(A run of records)
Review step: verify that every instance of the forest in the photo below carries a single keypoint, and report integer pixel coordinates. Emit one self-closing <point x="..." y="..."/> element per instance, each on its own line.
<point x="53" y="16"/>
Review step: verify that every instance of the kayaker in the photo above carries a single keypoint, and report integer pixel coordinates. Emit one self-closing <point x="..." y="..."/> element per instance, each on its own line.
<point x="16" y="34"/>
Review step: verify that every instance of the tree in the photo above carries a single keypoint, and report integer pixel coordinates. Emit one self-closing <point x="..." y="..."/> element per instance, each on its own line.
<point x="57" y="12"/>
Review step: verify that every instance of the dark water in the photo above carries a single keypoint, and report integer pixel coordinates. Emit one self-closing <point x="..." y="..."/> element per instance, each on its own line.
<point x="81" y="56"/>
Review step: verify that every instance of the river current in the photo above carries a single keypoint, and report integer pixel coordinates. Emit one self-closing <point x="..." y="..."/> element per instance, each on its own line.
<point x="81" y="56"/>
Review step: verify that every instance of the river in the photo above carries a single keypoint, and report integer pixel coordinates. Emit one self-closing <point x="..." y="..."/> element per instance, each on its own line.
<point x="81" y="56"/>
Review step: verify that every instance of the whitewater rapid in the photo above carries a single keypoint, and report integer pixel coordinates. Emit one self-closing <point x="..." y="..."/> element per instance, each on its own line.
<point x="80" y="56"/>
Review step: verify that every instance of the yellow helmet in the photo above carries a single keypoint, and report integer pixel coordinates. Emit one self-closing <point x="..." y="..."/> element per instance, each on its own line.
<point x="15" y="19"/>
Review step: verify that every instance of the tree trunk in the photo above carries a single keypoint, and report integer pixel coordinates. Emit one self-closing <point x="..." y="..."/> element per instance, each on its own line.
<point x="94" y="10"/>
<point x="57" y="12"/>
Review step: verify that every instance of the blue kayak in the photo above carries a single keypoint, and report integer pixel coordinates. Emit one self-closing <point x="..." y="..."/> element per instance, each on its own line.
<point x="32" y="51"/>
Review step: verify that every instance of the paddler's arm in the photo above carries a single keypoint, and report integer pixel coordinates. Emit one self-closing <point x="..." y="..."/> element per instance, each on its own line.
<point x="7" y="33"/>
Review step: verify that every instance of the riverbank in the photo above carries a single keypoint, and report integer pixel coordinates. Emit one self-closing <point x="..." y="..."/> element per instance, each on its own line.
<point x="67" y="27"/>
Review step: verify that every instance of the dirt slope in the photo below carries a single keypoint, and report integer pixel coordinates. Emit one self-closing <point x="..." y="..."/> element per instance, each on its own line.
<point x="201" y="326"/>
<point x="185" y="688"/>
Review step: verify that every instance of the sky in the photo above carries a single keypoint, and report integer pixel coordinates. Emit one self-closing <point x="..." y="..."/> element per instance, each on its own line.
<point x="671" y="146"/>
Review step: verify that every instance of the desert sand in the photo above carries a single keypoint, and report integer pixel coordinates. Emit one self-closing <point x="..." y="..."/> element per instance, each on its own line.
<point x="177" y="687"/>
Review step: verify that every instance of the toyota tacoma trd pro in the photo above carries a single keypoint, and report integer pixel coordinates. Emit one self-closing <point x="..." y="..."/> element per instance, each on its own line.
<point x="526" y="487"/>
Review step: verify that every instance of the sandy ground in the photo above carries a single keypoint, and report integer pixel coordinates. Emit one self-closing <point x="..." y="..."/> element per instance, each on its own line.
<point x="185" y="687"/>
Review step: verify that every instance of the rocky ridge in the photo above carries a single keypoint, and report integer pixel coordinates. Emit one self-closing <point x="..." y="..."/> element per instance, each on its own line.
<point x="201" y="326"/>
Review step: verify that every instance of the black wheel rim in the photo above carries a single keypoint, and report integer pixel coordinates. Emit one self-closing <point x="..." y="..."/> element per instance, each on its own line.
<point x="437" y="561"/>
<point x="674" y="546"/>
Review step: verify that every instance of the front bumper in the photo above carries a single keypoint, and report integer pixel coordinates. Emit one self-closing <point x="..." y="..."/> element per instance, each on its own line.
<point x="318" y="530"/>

-- Prompt --
Beginning at the line that holds "Review step: verify that every instance of the sandy", reproduce each line of the records above down to and including the last one.

-- Output of the task --
Review step: verify that every instance of the sandy ground in the photo above carries a single keypoint, and report integer pixel coordinates. Emit one self-closing <point x="..." y="..."/> element per instance, each on its own line.
<point x="185" y="687"/>
Review step: verify that every instance of the rocky ridge in the photo above carries a single keypoint, and report integer pixel coordinates. Emit one self-closing <point x="..." y="..."/> element per instance, each on its own line.
<point x="201" y="326"/>
Review step: verify that every instance of the black wheel rim in the photo above carries a single keypoint, and report integer pixel coordinates. Emit one self-closing <point x="..." y="..."/> element per instance, each on its own line.
<point x="437" y="561"/>
<point x="674" y="546"/>
Review step: verify that every instance of the front bumper in the photo above carries a single keypoint, and report integer pixel coordinates. Emit one self-closing <point x="..." y="..."/> element per instance, each on its own line.
<point x="318" y="530"/>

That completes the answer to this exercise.